WHAT TO WORK ON » Copy each of the items below word for word.

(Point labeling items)
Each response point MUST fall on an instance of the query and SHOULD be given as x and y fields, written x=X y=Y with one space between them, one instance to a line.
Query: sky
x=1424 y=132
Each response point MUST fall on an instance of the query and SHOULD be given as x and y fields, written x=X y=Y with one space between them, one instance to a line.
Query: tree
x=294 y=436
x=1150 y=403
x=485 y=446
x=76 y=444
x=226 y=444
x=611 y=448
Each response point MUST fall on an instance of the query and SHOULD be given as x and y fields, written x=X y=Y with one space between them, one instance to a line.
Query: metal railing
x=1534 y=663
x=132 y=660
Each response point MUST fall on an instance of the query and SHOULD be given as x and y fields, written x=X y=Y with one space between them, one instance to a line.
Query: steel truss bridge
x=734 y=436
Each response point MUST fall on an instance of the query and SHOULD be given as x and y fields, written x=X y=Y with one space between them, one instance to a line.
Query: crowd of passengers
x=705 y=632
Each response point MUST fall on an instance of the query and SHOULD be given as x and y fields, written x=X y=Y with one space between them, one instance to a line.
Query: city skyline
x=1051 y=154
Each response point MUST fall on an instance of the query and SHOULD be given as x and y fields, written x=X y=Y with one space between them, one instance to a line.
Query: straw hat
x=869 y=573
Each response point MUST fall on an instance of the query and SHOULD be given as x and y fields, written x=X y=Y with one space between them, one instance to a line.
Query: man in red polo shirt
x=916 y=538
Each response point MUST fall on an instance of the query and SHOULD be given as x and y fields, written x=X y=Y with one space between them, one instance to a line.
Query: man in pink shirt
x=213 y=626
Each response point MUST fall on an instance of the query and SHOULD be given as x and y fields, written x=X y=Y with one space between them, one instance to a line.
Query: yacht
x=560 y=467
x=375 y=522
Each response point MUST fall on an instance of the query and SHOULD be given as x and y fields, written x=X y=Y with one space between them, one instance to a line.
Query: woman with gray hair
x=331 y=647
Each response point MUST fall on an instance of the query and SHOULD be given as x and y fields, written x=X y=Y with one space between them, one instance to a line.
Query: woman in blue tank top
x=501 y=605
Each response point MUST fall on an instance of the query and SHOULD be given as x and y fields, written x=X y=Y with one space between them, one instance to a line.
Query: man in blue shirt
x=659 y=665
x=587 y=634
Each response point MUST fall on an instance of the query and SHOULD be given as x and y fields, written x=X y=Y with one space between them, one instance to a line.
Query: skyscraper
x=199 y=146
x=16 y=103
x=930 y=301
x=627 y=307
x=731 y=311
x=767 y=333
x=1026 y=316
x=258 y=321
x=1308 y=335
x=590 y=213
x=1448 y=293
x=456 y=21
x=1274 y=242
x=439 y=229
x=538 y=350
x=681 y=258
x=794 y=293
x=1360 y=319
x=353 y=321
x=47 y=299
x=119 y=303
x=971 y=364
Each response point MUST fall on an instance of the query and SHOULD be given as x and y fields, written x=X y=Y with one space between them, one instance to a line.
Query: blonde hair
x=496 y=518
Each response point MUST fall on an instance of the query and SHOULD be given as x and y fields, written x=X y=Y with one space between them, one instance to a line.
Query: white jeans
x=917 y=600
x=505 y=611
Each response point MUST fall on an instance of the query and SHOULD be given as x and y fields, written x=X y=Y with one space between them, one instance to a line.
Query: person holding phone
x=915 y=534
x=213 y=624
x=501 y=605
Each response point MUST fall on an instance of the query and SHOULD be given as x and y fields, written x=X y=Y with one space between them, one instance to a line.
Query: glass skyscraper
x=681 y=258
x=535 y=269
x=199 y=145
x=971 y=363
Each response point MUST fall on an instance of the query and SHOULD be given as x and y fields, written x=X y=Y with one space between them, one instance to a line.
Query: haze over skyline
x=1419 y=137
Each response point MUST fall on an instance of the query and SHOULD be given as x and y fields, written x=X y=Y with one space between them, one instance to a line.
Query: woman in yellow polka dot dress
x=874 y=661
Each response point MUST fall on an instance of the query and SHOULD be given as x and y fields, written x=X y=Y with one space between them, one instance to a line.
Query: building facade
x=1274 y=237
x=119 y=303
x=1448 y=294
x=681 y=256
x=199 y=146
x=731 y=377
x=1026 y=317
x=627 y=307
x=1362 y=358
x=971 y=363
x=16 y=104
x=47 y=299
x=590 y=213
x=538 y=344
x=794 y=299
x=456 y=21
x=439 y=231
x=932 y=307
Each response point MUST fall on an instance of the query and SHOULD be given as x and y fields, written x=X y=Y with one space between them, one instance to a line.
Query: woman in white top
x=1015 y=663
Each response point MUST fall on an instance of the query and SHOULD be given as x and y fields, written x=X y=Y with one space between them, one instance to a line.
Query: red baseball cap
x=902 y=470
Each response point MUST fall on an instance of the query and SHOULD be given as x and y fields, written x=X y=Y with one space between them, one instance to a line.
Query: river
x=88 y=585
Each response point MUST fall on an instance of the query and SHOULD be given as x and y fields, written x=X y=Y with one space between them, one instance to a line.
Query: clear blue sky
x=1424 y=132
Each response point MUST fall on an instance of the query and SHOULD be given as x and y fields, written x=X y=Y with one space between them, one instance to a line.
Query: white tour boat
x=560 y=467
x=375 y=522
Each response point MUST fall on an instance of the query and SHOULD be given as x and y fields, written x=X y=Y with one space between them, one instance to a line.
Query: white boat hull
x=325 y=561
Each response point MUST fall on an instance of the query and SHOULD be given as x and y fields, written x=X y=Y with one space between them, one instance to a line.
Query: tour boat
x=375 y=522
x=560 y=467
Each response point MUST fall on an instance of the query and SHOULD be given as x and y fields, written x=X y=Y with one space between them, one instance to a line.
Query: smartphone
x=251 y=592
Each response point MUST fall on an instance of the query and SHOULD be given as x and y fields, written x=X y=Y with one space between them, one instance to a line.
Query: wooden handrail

EXERCISE RESULT »
Each response point MUST fall on an instance of the query and SHOULD be given as x and y fields, written x=X y=Y with one space between them, one instance to a line.
Query: sky
x=1424 y=132
Each response point MUST fall on an instance of the query and SHOULD be given as x and y fields, written x=X y=Y with one space between them, one instance to a line.
Query: tree
x=294 y=436
x=1150 y=403
x=485 y=446
x=76 y=444
x=226 y=444
x=611 y=448
Each response point MUST fall on an instance of the query and SHOULD be given as x and y fields, written x=X y=Y with one space between them, one instance to a line.
Query: metal railing
x=1534 y=663
x=132 y=660
Each response point MUST fall on an instance of the query and SHOULD be given as x and y fields, written x=X y=Y with one space between them, one instance to a line.
Query: steel truss bridge
x=734 y=436
Each response point MUST fall on an instance of the query and SHOULD be given as x and y fields, written x=X y=Y with one space between them, one instance to a line.
Query: crowd of passengers
x=705 y=632
Each response point MUST fall on an instance of the query and SHOULD be given as x and y fields, written x=X y=Y with one space between them, one instance to a line.
Query: city skyline
x=1051 y=154
Each response point MUST fall on an instance of the query and SHOULD be given as x and y fields, written x=X y=Y with one space between them, one instance to a line.
Query: straw hat
x=869 y=573
Each response point MUST fall on an instance of the query and SHOULD be given as x and y fields, written x=X y=Y with one space between them, one instance to a line.
Query: man in red polo shirt
x=916 y=538
Each response point MUST fall on an instance of the query and SHOULD be given as x and y fields, written x=X y=Y with one space between them, one instance to a line.
Query: man in pink shirt
x=213 y=626
Each response point MUST fall on an instance of the query and SHOULD be given as x and y fields, written x=X y=Y with one space between them, one instance to a line.
Query: yacht
x=560 y=467
x=375 y=522
Each response point MUST fall on an instance of the query and SHOULD be given as x and y fields, written x=X y=Y with one space between them, one instance to a line.
Query: woman with gray hair
x=331 y=647
Each response point MUST fall on an instance of the query and SHOULD be given as x and y fields, written x=X y=Y with one space between them, one instance to a line.
Query: woman in blue tank top
x=501 y=605
Each response point MUST fall on an instance of the query and SHOULD be given as x and y fields, written x=X y=Y with one space between them, one instance to a line.
Query: man in blue shirt
x=659 y=665
x=587 y=634
Each response point MUST fall on an instance of the query and SHOULD be given as x and y fields, written x=X y=Y with one space between them, one instance to a line.
Query: skyscraper
x=199 y=146
x=16 y=103
x=930 y=301
x=627 y=307
x=731 y=311
x=767 y=333
x=1026 y=316
x=258 y=321
x=1308 y=335
x=590 y=213
x=1448 y=293
x=456 y=21
x=1274 y=242
x=439 y=229
x=538 y=350
x=681 y=258
x=794 y=293
x=1360 y=319
x=353 y=321
x=47 y=299
x=119 y=303
x=971 y=364
Each response point MUST fall on an instance of the query and SHOULD be given as x and y fields, written x=X y=Y with one space between them, one instance to a line.
Query: blonde hair
x=496 y=518
Each response point MUST fall on an instance of the query and SHOULD be given as x and y fields, written x=X y=Y with one space between them, one instance to a line.
Query: white jeans
x=917 y=600
x=505 y=611
Each response point MUST fall on an instance of the query and SHOULD be given as x and y fields, written x=X y=Y with one space between them, one instance to a line.
Query: person holding phone
x=915 y=534
x=213 y=624
x=501 y=605
Each response point MUST fall on an instance of the query and SHOULD be given as x and y fields, written x=X y=Y with one space between them, one instance to a line.
Query: glass skyscraper
x=681 y=258
x=535 y=269
x=199 y=145
x=971 y=363
Each response point MUST fall on an instance of the query and SHOULD be given as x and y fields, written x=X y=Y with one space between them, one instance to a line.
Query: haze over skyline
x=1419 y=137
Each response point MUST fall on an instance of the query and SHOULD be given as x and y fields, written x=X y=Y with one space between them, one instance to a line.
Query: woman in yellow polka dot dress
x=874 y=661
Each response point MUST fall on an instance of the query and SHOULD be given as x and y fields, written x=X y=Y with one space between them, one instance to a line.
Query: building facade
x=1274 y=237
x=119 y=303
x=1448 y=294
x=681 y=256
x=199 y=146
x=731 y=377
x=1026 y=317
x=627 y=307
x=1362 y=358
x=971 y=363
x=16 y=104
x=47 y=299
x=590 y=213
x=538 y=344
x=794 y=299
x=456 y=21
x=439 y=231
x=932 y=307
Each response point MUST fall on an instance of the query and SHOULD be given as x and y fields, written x=X y=Y with one space between them, one instance to a line.
Query: woman in white top
x=1015 y=663
Each response point MUST fall on an instance of the query and SHOULD be given as x and y fields, written x=X y=Y with one space between them, one instance to a line.
Query: red baseball cap
x=902 y=470
Each response point MUST fall on an instance of the query and SHOULD be given as x and y fields, written x=X y=Y with one space between them, one instance to a line.
Query: river
x=88 y=585
Each response point MUST fall on an instance of the query and SHOULD be given as x and y fields, written x=X y=Y with one space between them, one instance to a line.
Query: clear blue sky
x=1424 y=132
Each response point MUST fall on an instance of the query and SHOULD be given as x and y fields, written x=X y=Y with one space between them, one instance to a line.
Query: white tour boat
x=560 y=467
x=375 y=522
Each response point MUST fall on an instance of the query and SHOULD be given as x and y fields, written x=X y=Y with one space between them, one instance to a line.
Query: white boat hull
x=325 y=561
Each response point MUST fall on an instance of the query and SHOULD be given as x and y fields, written x=X y=Y with one space between them, one instance to a line.
Query: tour boat
x=375 y=522
x=560 y=467
Each response point MUST fall on an instance of the query and SHOULD be given as x and y fields, written x=X y=Y with one space between them, one instance to a line.
Query: smartphone
x=251 y=592
Each response point MUST fall on an instance of the query and SHOULD be given as x and y fields, written x=X y=Y with one space between them, one instance to a line.
Query: wooden handrail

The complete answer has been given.